## Goal of the exercise
Can you format every line of the records below as a JSON list of strings, one string per line, with blank lines skipped and the pictures left out?

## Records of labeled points
<<<<
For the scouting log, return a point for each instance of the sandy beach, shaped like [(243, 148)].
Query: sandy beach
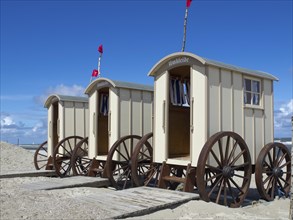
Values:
[(17, 202)]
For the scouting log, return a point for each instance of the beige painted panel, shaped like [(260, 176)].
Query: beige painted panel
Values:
[(137, 114), (160, 124), (86, 116), (249, 128), (198, 91), (238, 104), (226, 100), (125, 112), (50, 130), (214, 100), (61, 121), (147, 112), (92, 142), (259, 133), (79, 119), (113, 117), (69, 119), (268, 108)]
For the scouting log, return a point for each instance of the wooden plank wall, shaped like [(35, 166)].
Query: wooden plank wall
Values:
[(228, 113)]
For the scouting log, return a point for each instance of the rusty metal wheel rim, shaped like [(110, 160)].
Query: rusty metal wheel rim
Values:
[(62, 155), (273, 171), (80, 162), (41, 156), (119, 171), (224, 179), (141, 161)]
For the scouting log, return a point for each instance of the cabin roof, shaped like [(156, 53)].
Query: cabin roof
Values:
[(206, 61), (57, 98), (104, 82)]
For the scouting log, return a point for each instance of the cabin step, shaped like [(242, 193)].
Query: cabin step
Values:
[(94, 168), (169, 180), (174, 179)]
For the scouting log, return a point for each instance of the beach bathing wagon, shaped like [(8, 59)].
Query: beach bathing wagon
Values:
[(120, 114), (211, 125), (67, 125)]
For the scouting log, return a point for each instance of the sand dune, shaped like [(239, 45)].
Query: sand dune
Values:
[(19, 203)]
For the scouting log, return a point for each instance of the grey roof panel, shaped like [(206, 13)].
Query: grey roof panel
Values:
[(55, 97), (240, 69)]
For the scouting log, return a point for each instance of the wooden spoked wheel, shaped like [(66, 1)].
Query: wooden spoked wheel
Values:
[(80, 162), (142, 168), (273, 171), (118, 164), (41, 156), (224, 169), (62, 155)]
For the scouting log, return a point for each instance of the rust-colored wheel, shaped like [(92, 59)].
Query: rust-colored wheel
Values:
[(224, 169), (41, 156), (118, 164), (79, 160), (62, 155), (142, 168), (273, 171)]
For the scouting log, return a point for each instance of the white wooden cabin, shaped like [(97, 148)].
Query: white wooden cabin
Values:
>>>>
## Answer to the problem
[
  "For the scouting log, return a point for each instance of the sandy beach, shaped like [(243, 148)].",
  "Query: sandy beach",
  "Values:",
  "[(17, 202)]",
  "For the scouting log, return a point for each instance of the beige painted panel, shaped like [(260, 176)].",
  "Query: beige painted panel",
  "Values:",
  "[(137, 114), (160, 124), (86, 116), (249, 128), (198, 91), (238, 104), (226, 100), (125, 112), (50, 130), (214, 100), (61, 121), (147, 112), (92, 142), (259, 133), (79, 119), (113, 117), (69, 119), (268, 108)]",
  "For the scouting log, return a point for each instance of the wooden plank wall, shaped like [(35, 166)].",
  "Query: wooden plank wall",
  "Values:",
  "[(228, 113)]",
  "For the scouting log, return a point for each instance of the rusty metal wheel rim, shaped like [(110, 160)].",
  "Query: rusty metal wheel rim",
  "Values:",
  "[(62, 155), (273, 171), (80, 162), (41, 156), (119, 171), (224, 179), (141, 161)]",
  "For the scouting log, return a point for each instance of the cabin roof, shaped like [(156, 53)].",
  "Query: cabin roof",
  "Values:",
  "[(206, 61), (57, 98), (104, 82)]",
  "For the scouting log, return a point for each instance of the cabin step, shaped like [(242, 193)].",
  "Query: cabin step",
  "Values:",
  "[(94, 168), (169, 180), (174, 179)]",
  "For the scouting log, return a point for each instance of the beach bathing wagon, shaped like [(8, 59)].",
  "Query: beach bathing wagon",
  "Values:",
  "[(120, 114), (211, 125), (67, 125)]",
  "For the scouting log, return a point for each instance of the sand dune, shaped like [(239, 45)].",
  "Query: sand dune",
  "Values:",
  "[(19, 203)]",
  "For the scouting log, return a point for each instance of the grey roof panel, shaped like [(206, 13)].",
  "Query: grey roof panel",
  "Values:",
  "[(55, 97), (240, 69)]",
  "For the scouting log, return a point for each instance of the wooden spoked wheel, shaped like [(66, 1)].",
  "Query: wooden spoked wheel",
  "Values:",
  "[(80, 162), (142, 168), (273, 171), (118, 164), (41, 156), (224, 169), (62, 155)]",
  "For the scouting log, return a point for each instance of the rust-colored wheel, shaped like [(92, 59)].",
  "Query: rust-colored wheel",
  "Values:",
  "[(224, 169), (41, 156), (118, 164), (79, 160), (62, 155), (142, 168), (273, 171)]",
  "For the scouting log, return a point for each instance of the white wooden cabin, shaped like [(97, 148)].",
  "Query: white wooden cabin",
  "Values:"
]